Referring expression data:
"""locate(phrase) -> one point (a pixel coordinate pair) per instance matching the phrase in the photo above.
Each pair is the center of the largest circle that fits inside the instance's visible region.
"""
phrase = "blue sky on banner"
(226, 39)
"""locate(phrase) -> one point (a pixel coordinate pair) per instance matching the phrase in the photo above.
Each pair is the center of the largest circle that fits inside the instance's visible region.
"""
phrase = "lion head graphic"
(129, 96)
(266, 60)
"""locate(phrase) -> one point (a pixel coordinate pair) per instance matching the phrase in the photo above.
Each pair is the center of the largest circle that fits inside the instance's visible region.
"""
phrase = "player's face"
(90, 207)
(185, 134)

Instructions for the task: Restate the records, all of them, precisely as written.

Answer box:
"""locate(phrase) -> one point (a pixel coordinate pair) per instance matching the phrase in the photo above.
Each pair is the center of the largest circle that fits inside the instance's visible region.
"""
phrase = "blue sky on banner"
(226, 39)
"""locate(phrase) -> one point (a pixel coordinate pair) per instance matching the phrase in the photo above.
Each pair is the center of the largest circle that fits inside the instance's visible region.
"""
phrase = "lion head graphic"
(129, 96)
(266, 60)
"""locate(phrase) -> one point (a pixel coordinate pair) per instance matching the phrase in the photo above.
Each pair is the center of the largest circle that fits inside the instance's visible region.
"""
phrase = "player's face"
(90, 207)
(185, 134)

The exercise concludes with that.